### [Rows]

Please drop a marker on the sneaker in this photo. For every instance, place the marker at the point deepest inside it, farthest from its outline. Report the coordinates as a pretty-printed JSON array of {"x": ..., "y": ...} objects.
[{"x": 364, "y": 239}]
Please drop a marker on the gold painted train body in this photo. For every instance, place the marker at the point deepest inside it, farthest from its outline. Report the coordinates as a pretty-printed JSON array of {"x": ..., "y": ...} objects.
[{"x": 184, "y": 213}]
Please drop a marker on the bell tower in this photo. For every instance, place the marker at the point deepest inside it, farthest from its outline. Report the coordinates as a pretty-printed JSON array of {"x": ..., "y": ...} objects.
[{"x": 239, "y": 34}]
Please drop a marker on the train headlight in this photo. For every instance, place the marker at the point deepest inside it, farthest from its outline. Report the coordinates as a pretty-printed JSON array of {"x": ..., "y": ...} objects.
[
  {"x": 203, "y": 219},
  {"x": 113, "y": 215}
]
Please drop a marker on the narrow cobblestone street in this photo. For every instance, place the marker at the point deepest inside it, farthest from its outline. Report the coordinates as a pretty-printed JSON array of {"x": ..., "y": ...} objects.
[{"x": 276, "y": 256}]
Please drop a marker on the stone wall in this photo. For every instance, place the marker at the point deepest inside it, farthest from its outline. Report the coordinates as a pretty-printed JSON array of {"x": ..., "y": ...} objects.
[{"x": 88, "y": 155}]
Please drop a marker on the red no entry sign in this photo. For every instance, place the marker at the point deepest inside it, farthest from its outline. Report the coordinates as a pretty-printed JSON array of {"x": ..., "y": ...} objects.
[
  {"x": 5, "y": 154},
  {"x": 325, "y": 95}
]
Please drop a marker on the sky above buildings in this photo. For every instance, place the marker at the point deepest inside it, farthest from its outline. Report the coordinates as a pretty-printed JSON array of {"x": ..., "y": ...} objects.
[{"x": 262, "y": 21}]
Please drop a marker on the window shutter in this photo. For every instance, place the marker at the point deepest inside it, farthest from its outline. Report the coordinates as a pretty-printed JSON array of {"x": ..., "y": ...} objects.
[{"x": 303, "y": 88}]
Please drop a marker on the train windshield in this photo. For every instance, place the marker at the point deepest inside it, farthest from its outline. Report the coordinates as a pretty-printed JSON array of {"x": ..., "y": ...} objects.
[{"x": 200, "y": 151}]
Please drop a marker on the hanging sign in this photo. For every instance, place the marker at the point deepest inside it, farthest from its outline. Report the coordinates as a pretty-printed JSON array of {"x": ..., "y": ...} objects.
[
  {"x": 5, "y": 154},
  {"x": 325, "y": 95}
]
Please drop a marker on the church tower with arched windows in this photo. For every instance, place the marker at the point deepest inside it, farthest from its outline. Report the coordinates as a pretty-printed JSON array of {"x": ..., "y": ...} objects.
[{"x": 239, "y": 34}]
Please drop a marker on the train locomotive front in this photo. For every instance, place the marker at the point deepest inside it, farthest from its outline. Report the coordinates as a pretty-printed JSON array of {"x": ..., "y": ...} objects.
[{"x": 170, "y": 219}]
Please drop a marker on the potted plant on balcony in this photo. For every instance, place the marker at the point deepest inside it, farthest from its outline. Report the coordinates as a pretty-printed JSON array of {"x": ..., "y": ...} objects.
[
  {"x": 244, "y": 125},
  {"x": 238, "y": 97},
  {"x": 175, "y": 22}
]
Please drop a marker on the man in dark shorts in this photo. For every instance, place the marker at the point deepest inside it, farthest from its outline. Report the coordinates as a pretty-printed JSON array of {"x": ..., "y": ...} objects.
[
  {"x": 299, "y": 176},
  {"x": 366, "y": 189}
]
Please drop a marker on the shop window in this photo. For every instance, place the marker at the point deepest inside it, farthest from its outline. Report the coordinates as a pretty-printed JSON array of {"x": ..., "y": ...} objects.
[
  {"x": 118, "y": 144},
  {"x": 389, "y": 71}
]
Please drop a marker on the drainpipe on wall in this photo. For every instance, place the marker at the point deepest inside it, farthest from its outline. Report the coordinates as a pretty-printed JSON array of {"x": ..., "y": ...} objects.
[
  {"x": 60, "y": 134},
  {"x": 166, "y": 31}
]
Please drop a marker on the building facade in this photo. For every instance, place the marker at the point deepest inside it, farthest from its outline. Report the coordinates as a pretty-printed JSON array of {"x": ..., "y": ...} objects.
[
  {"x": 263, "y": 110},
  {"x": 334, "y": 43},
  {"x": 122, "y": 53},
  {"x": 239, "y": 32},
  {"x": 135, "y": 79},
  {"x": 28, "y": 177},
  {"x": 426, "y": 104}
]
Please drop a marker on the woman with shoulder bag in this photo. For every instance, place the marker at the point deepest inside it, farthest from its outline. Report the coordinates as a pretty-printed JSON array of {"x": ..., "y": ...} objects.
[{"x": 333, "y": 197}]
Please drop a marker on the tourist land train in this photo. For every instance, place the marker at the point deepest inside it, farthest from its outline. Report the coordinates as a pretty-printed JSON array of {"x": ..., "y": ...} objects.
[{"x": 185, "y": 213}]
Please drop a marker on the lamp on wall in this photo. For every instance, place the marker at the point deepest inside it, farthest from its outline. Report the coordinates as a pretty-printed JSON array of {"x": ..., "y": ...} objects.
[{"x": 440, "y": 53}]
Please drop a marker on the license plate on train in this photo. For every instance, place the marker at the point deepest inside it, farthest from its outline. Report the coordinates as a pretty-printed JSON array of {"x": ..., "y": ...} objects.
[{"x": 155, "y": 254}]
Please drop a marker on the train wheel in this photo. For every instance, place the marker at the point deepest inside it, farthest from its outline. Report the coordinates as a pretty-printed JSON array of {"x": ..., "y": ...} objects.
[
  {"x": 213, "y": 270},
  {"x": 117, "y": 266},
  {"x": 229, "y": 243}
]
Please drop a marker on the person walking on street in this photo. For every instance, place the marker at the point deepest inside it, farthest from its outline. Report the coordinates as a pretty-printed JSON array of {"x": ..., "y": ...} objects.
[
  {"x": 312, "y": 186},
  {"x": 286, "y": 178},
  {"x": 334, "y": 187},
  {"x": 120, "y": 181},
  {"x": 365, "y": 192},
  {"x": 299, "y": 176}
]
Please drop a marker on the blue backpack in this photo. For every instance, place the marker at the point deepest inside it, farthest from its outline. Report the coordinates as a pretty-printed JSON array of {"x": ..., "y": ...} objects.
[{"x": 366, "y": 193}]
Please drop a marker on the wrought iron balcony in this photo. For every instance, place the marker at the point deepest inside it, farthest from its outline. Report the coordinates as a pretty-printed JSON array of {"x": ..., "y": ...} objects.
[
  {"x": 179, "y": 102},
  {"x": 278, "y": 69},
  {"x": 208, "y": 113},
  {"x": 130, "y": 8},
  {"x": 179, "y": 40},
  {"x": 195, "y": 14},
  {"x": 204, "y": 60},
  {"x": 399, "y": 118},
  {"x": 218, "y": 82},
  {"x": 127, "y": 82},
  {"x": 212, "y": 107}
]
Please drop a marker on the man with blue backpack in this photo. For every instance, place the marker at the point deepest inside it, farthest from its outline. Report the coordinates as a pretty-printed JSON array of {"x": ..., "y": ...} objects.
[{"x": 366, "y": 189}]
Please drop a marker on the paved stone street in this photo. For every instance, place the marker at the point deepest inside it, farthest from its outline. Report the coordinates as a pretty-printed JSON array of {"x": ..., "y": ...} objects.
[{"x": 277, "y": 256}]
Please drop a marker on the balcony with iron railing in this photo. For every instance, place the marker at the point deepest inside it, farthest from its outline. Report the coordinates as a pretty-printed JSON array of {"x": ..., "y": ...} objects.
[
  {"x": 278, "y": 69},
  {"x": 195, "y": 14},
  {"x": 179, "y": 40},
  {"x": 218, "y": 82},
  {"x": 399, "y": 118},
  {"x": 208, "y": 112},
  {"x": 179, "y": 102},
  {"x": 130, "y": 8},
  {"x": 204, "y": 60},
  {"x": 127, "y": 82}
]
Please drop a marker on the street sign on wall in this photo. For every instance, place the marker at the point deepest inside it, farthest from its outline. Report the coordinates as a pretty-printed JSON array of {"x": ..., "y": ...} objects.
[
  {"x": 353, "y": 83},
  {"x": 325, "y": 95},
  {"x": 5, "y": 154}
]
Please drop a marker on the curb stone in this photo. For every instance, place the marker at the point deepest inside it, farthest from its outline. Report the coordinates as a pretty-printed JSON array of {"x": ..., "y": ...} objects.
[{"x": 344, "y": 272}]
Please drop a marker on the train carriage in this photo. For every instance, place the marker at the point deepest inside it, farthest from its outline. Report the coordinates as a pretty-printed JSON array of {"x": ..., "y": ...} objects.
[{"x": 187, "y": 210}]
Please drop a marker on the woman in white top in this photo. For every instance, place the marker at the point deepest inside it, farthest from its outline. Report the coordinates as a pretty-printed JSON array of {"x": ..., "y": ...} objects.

### [Your goal]
The lines to reproduce run from the line containing "Please drop a marker on the man with" to the end of the listing; write them out exactly and add nothing.

### [Correct output]
Please drop a marker on the man with blue backpack in this photo. For every instance, place the marker at the point deepest inside it, farthest from its outline. Report the coordinates as a pretty-printed JSON array of {"x": ..., "y": ...} objects.
[{"x": 366, "y": 189}]
Please drop a marker on the paved stone street in this photo. For every instance, place the marker at the point deepest inside it, farthest from its outline. Report the coordinates as a pretty-printed JSON array of {"x": ..., "y": ...} objects.
[{"x": 277, "y": 256}]
Please drop a marker on the balcony with iron railing in this photo. For every instance, place the marker at the point deepest inside it, farthest from its outline. Report the coordinates as a pretty-printed JSON array of {"x": ..., "y": ...} objects.
[
  {"x": 278, "y": 69},
  {"x": 195, "y": 14},
  {"x": 179, "y": 40},
  {"x": 218, "y": 82},
  {"x": 399, "y": 118},
  {"x": 208, "y": 112},
  {"x": 179, "y": 102},
  {"x": 130, "y": 8},
  {"x": 204, "y": 60},
  {"x": 127, "y": 82}
]
Please drop a marker on the street sign on wall in this photo. For every instance, place the marker at the point deepest inside it, farthest from its outline. Report the coordinates as a pretty-printed JSON array of {"x": ..., "y": ...} objects.
[
  {"x": 353, "y": 83},
  {"x": 325, "y": 95},
  {"x": 5, "y": 154}
]
Please drop a marker on the curb stone in this photo. For every instance, place the marker at the point deepest inside it, farthest from its outline. Report the coordinates as a pretty-printed JSON array of {"x": ..., "y": ...} objects.
[{"x": 344, "y": 272}]
Please drop a marker on the train carriage in this photo. For every instance, place the marker at the point deepest inside it, farthest from its outline. Report the coordinates as a pretty-printed JSON array of {"x": ..., "y": ...} objects.
[{"x": 187, "y": 210}]
Please drop a marker on the woman in white top in this photo. For every instance, place the marker at the point deepest inside it, farthest from its outline. Report the coordinates as a pretty-printed JSON array of {"x": ..., "y": ...} objects.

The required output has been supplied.